Record excerpts ->
..............................
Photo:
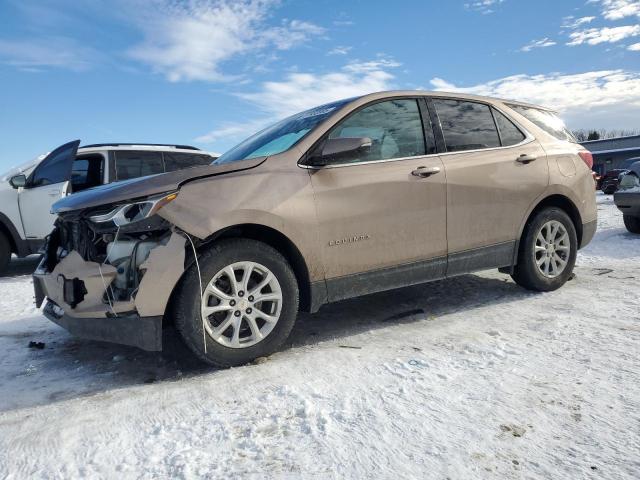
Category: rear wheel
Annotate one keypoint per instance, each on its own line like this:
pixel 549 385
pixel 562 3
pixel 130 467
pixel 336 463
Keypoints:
pixel 5 252
pixel 547 252
pixel 632 223
pixel 248 304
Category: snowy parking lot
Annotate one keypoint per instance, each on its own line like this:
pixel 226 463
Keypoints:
pixel 471 377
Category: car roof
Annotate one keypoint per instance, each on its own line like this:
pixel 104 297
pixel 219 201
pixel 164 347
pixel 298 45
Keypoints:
pixel 146 147
pixel 460 95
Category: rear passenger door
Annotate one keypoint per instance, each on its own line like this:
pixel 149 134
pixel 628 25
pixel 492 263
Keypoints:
pixel 494 172
pixel 381 223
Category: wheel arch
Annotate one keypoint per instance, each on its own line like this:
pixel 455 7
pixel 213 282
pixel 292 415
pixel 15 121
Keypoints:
pixel 562 202
pixel 272 237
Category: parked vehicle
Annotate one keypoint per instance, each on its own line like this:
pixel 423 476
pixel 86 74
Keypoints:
pixel 610 180
pixel 627 198
pixel 27 193
pixel 354 197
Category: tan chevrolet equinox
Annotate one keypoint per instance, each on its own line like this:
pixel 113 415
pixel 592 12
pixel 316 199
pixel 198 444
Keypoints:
pixel 346 199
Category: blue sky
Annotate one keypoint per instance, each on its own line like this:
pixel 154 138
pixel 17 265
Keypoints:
pixel 210 72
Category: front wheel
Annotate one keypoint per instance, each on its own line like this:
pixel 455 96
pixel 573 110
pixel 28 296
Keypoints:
pixel 632 223
pixel 247 305
pixel 547 251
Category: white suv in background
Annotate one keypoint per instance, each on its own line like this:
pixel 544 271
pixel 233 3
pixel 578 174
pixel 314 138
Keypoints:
pixel 27 193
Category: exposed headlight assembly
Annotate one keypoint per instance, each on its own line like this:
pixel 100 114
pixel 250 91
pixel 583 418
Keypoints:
pixel 134 212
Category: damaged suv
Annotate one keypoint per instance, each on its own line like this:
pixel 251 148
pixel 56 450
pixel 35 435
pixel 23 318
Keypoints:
pixel 354 197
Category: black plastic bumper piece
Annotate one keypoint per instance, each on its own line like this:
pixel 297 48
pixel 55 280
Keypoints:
pixel 588 231
pixel 132 330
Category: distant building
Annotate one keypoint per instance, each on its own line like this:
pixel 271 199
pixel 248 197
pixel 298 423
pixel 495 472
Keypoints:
pixel 613 152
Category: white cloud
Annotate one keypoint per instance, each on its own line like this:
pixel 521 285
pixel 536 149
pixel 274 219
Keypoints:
pixel 190 40
pixel 545 42
pixel 483 6
pixel 43 53
pixel 608 99
pixel 618 9
pixel 573 23
pixel 300 91
pixel 339 50
pixel 595 36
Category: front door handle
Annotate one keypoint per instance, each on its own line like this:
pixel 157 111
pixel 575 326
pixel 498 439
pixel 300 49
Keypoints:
pixel 526 158
pixel 424 172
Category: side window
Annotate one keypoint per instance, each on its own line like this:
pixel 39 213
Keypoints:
pixel 394 127
pixel 177 160
pixel 509 133
pixel 54 170
pixel 87 172
pixel 79 171
pixel 132 164
pixel 466 125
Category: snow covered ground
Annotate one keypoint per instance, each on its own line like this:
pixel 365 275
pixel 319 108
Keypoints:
pixel 471 377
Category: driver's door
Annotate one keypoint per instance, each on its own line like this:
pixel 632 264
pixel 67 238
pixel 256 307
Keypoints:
pixel 47 183
pixel 381 214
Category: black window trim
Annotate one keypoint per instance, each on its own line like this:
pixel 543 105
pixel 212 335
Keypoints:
pixel 493 110
pixel 421 111
pixel 435 124
pixel 442 149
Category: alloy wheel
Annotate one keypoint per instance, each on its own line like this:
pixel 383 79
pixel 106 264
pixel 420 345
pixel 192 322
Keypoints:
pixel 552 249
pixel 241 304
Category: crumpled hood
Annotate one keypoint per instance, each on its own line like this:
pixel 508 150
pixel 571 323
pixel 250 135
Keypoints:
pixel 140 187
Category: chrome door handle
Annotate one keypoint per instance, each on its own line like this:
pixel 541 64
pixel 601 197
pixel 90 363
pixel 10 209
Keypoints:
pixel 424 172
pixel 526 158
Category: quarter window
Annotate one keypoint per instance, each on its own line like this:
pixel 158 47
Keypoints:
pixel 132 164
pixel 178 160
pixel 394 127
pixel 466 125
pixel 547 121
pixel 509 133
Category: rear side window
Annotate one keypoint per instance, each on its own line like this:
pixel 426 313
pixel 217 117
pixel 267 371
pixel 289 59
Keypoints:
pixel 394 127
pixel 466 125
pixel 547 121
pixel 509 133
pixel 178 160
pixel 132 164
pixel 87 172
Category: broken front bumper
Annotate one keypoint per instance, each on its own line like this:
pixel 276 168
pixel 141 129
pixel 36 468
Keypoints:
pixel 133 330
pixel 74 291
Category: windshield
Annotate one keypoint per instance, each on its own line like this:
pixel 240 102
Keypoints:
pixel 281 136
pixel 547 121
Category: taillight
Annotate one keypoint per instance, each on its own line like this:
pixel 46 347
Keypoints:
pixel 587 158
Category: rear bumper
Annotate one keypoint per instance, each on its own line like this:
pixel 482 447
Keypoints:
pixel 132 330
pixel 628 203
pixel 588 231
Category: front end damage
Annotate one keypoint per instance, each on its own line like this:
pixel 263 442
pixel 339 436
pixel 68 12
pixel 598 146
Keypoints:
pixel 108 272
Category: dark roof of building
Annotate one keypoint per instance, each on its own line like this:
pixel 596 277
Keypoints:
pixel 609 144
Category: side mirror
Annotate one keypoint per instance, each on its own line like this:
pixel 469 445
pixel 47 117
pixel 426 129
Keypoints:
pixel 334 148
pixel 18 181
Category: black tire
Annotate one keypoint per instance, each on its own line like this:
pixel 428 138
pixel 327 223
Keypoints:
pixel 187 302
pixel 5 252
pixel 526 272
pixel 632 223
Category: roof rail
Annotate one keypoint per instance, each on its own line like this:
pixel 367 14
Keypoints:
pixel 118 144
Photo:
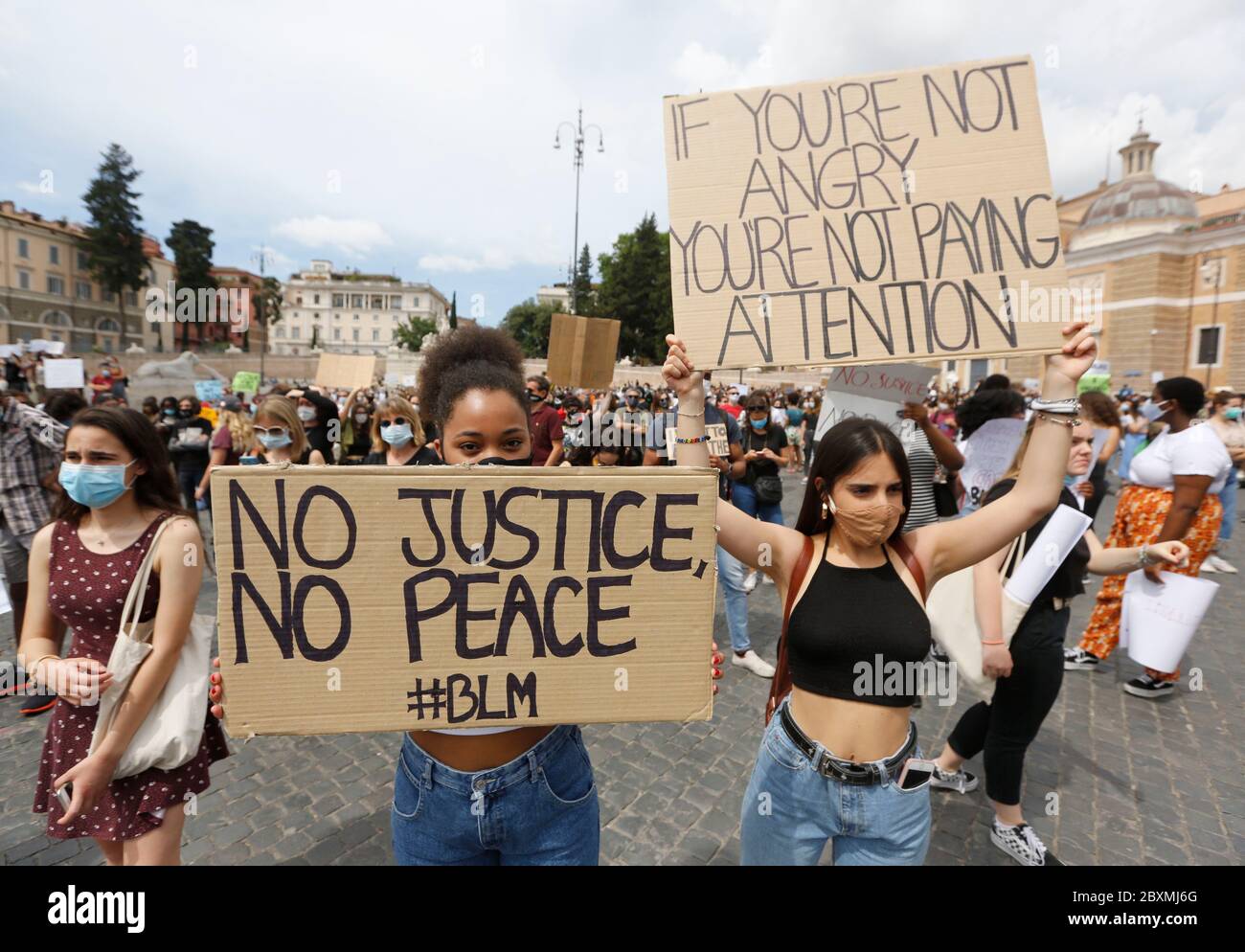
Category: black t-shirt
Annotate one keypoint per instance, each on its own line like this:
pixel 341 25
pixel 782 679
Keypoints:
pixel 773 437
pixel 1067 580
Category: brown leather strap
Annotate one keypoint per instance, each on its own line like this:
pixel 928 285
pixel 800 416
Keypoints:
pixel 781 685
pixel 913 564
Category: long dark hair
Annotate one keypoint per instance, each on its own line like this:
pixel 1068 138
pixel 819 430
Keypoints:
pixel 841 451
pixel 153 489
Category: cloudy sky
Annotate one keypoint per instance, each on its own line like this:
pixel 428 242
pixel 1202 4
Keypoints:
pixel 418 137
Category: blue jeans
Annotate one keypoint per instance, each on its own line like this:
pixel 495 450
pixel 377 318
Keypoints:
pixel 1228 497
pixel 746 499
pixel 791 810
pixel 730 575
pixel 539 809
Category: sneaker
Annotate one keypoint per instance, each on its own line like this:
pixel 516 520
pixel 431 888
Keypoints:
pixel 1079 660
pixel 1218 565
pixel 755 664
pixel 1149 687
pixel 1021 844
pixel 959 781
pixel 35 705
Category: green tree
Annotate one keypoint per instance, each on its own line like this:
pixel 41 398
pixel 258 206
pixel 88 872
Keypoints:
pixel 635 290
pixel 528 324
pixel 411 333
pixel 581 285
pixel 113 239
pixel 192 248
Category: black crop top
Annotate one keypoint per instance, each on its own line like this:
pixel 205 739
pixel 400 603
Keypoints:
pixel 848 618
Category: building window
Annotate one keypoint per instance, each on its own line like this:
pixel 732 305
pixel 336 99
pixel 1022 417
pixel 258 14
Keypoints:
pixel 1209 340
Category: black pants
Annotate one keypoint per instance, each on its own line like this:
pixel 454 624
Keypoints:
pixel 1007 726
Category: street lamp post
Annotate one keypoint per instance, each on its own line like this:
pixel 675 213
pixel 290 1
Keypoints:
pixel 577 129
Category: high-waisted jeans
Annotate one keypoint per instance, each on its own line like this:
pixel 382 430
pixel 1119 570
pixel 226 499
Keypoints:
pixel 789 811
pixel 536 810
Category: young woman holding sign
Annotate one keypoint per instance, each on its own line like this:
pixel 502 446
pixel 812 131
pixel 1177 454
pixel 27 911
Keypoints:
pixel 120 490
pixel 1030 669
pixel 490 795
pixel 837 760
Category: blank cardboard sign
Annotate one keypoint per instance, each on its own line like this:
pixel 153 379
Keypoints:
pixel 402 598
pixel 863 220
pixel 581 350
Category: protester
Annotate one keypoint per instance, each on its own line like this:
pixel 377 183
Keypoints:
pixel 546 423
pixel 1103 415
pixel 279 432
pixel 397 437
pixel 1227 422
pixel 834 760
pixel 190 442
pixel 1030 670
pixel 119 491
pixel 1173 495
pixel 233 439
pixel 30 451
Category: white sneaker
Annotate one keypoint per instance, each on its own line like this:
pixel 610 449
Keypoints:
pixel 1214 564
pixel 755 664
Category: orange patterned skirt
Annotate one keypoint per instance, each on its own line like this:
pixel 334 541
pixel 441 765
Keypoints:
pixel 1140 516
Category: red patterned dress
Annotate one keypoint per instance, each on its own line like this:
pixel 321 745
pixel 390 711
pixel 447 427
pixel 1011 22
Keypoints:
pixel 86 591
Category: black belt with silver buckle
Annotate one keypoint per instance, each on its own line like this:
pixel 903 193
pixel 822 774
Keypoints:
pixel 846 770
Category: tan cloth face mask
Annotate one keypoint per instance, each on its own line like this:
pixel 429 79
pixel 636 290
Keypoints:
pixel 870 524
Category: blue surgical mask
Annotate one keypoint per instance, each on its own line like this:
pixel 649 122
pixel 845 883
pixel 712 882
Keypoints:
pixel 277 442
pixel 396 435
pixel 94 486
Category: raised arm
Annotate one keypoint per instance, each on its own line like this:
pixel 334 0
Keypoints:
pixel 945 548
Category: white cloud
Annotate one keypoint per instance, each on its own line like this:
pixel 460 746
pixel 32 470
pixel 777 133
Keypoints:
pixel 353 237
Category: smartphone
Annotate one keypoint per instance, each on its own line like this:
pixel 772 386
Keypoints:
pixel 916 773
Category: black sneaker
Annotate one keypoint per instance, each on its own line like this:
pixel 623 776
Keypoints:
pixel 40 703
pixel 1022 844
pixel 1079 660
pixel 1149 687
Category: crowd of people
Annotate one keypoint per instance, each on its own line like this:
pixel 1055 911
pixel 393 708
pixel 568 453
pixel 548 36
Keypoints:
pixel 87 483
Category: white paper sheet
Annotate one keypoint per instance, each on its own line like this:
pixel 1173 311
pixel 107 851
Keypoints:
pixel 1158 622
pixel 1047 553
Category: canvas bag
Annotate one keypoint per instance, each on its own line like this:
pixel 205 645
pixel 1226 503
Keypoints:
pixel 953 611
pixel 173 730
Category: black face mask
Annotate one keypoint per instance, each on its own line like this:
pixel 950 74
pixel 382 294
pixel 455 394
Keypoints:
pixel 501 462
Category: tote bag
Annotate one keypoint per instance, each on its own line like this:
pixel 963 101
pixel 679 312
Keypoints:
pixel 173 730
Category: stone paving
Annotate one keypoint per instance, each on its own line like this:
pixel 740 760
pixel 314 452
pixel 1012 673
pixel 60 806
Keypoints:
pixel 1137 782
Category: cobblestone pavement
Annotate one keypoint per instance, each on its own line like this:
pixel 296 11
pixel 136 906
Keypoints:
pixel 1137 782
..............................
Action item -> Of the entries above, transcribe exactly those lines that fall between the line containing "pixel 336 99" and the line containing "pixel 610 449", together with those two lines.

The answer ->
pixel 336 99
pixel 1022 417
pixel 258 14
Keypoints:
pixel 1209 340
Category: black pants
Annotate one keypoint per instance, each on its own line like this:
pixel 454 624
Keypoints:
pixel 1007 726
Category: street lamp post
Annotate one keypoint per instance, each on its own line like this:
pixel 675 213
pixel 290 1
Keypoints:
pixel 577 129
Category: high-waisted jeans
Annotate one keypoint per instance, each on its own line like this:
pixel 382 430
pixel 1119 570
pixel 226 499
Keypoints:
pixel 789 811
pixel 536 810
Category: young woman holding sign
Annotate one keypoint per instance, each on its own line like this:
pixel 502 446
pixel 812 131
pixel 1177 454
pixel 27 911
Keypoints:
pixel 120 490
pixel 1030 669
pixel 490 795
pixel 837 760
Category: blank cardboard sign
Annotate one keypoint per instance, each on its own line like this:
pixel 153 379
Keypoints:
pixel 402 598
pixel 863 220
pixel 581 350
Category: protester
Annotate one keypoint per instance, each on its own line like this:
pixel 377 183
Keypoints:
pixel 546 423
pixel 1103 415
pixel 279 432
pixel 397 437
pixel 1227 422
pixel 834 760
pixel 190 442
pixel 1030 670
pixel 119 491
pixel 1173 495
pixel 233 439
pixel 30 451
Category: white sneaker
Annotate one keypoint per instance, each on its own line like this:
pixel 610 449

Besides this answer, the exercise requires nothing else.